● **What to work on**
At the line that includes "Target: reflection on water", begin writing out the entries below exactly, and continue through the last line without adding anything.

(Records excerpted from a collection)
——
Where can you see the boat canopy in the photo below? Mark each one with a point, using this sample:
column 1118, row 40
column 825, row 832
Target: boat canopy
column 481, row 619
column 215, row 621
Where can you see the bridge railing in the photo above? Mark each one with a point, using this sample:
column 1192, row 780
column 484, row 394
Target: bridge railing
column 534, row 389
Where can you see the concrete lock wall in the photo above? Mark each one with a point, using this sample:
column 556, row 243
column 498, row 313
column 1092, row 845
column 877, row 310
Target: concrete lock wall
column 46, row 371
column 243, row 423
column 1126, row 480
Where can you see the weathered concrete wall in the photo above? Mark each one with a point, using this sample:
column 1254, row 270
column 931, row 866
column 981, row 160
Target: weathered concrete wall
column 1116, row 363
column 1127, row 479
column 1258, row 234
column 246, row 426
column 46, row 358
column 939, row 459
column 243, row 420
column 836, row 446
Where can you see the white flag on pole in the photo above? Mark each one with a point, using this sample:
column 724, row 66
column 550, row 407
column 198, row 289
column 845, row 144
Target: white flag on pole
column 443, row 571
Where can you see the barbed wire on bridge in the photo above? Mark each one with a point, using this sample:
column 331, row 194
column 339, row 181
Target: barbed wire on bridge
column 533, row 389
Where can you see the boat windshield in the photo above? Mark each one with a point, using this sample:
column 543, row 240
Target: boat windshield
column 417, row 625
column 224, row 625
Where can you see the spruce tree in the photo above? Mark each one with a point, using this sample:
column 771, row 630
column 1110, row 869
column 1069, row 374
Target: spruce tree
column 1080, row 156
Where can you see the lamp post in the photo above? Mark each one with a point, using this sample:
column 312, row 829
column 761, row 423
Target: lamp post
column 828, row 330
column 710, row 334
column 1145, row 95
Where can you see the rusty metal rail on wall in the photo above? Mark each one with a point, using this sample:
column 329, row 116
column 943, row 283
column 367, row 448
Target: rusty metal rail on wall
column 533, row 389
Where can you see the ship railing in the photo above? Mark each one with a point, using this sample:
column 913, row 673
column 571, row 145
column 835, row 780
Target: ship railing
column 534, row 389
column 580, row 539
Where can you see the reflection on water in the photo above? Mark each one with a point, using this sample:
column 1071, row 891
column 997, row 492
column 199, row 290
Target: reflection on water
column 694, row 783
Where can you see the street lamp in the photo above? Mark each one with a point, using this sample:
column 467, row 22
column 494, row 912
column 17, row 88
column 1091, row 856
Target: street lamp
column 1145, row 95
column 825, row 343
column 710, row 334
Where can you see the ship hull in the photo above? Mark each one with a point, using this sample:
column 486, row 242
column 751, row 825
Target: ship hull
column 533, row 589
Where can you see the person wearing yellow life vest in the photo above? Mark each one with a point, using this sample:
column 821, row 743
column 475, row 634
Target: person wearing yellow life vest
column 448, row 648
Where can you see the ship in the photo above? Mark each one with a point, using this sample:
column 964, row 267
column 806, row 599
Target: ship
——
● **Output of the task**
Target: reflection on water
column 694, row 783
Where can you see the street lamp in the photo above? Mark each one with a point, using this sample:
column 467, row 22
column 494, row 912
column 17, row 88
column 1091, row 856
Target: street lamp
column 1145, row 95
column 825, row 343
column 710, row 334
Where can you see the ship hull in the photo above? Mark each one with a point, using this sample:
column 486, row 242
column 751, row 825
Target: ship hull
column 533, row 589
Where can you see the person wearing yellow life vest in the photo above? Mark each one with a point, using this sample:
column 821, row 743
column 475, row 634
Target: person wearing yellow life vest
column 448, row 648
Where can you see the ship in the photo above? Mark each one with a point, using this sample:
column 964, row 267
column 806, row 599
Target: ship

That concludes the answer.